(読解文):
###
祝福論(やまとことばの語源)・「あはれ」と「はかなし」4

源氏物語をはじめとする平安時代の王朝文学では、「あわれではかない」というような言い方をよくする。
どちらかひとつでよさそうなものだが、「あはれ」と「はかなし」では少しニュアンスが違う。
「あはれ」とは「もの」の存在感があいまいで薄いことであり、「はかなし」は、存在感がないことや消えてしまうことをいう。
つまり、「あはれではかなし」とは、存在感がだんだん薄くなっていってやがて消えてゆく、という過程をあらわしている。最初から「ない」のではない。だんだん薄くなってやがて消えてゆくという、そういう「心の動き」をあらわしている。
最初から「ない」というだけなら、不安なだけで、カタルシスはない。「ある」と感じられるものがだんだん消えてゆくところに、カタルシスがある。
###
(保存済みレコード):
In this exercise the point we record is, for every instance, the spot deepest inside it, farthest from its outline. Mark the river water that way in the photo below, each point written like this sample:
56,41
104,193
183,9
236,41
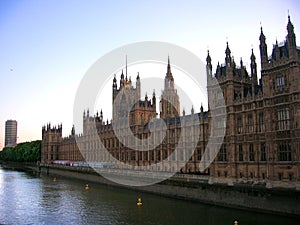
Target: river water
29,198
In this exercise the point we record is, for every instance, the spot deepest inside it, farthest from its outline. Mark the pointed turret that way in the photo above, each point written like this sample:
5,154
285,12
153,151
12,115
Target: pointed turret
138,86
253,72
263,48
208,64
291,39
122,79
228,56
101,115
169,80
169,73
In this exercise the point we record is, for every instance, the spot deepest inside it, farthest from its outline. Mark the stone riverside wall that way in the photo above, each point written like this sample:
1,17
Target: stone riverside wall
256,198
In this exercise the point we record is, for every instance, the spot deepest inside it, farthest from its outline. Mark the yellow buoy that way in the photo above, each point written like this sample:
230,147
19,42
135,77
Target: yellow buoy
139,203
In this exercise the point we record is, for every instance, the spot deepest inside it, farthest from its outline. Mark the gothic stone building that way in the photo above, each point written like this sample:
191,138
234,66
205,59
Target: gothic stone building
262,139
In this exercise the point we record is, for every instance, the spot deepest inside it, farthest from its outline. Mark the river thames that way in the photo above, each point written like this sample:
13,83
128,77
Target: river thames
28,198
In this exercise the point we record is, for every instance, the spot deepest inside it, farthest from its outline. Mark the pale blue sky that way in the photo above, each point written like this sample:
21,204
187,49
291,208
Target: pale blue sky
47,46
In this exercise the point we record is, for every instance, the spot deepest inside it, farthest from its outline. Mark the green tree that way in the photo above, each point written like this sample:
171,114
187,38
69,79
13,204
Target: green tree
23,152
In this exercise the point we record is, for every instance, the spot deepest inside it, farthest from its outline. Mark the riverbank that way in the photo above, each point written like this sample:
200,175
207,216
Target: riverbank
192,188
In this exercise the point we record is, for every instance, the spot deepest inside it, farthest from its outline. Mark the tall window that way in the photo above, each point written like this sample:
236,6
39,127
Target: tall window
241,155
263,156
240,125
283,119
284,151
199,154
222,156
251,152
250,124
280,83
261,124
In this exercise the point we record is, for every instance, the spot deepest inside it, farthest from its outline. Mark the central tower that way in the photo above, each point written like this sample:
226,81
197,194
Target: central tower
###
(実施する作業):
• 1. 読解文の「つまり、「あはれではかなし」とは」で始まる段落を、主な内容を残して短くまとめてください。
• 2. 読解文の「祝福論(やまとことばの語源)・「あはれ」と「はかなし」4」から「ところに、カタルシスがある。」までを、「カタルシス」を「心の浄化」と呼び替えて書き直してください。
• 3. 読解文について、次の問いに答えてください。
(a) 「あわれではかない」という言い方がよく用いられるのは、どの時代の文学か。
(b) 「はかなし」は何をいうとされているか。
(c) 最初から「ない」というだけの場合は、どうだと述べられているか。
レコードは参照しなくてかまいません。

(作業ごとの結果):
• 1. 「あはれではかなし」は、存在感がだんだん薄くなり、やがて消えてゆく過程、つまりそういう「心の動き」をあらわす。最初から「ない」という意味ではない。

• 2.
祝福論(やまとことばの語源)・「あはれ」と「はかなし」4

源氏物語をはじめとする平安時代の王朝文学では、「あわれではかない」というような言い方をよくする。
どちらかひとつでよさそうなものだが、「あはれ」と「はかなし」では少しニュアンスが違う。
「あはれ」とは「もの」の存在感があいまいで薄いことであり、「はかなし」は、存在感がないことや消えてしまうことをいう。
つまり、「あはれではかなし」とは、存在感がだんだん薄くなっていってやがて消えてゆく、という過程をあらわしている。最初から「ない」のではない。だんだん薄くなってやがて消えてゆくという、そういう「心の動き」をあらわしている。
最初から「ない」というだけなら、不安なだけで、心の浄化はない。「ある」と感じられるものがだんだん消えてゆくところに、心の浄化がある。

• 3.
(a) 源氏物語をはじめとする平安時代の王朝文学。
(b) 存在感がないことや、消えてしまうこと。
(c) 不安なだけで、カタルシスはない。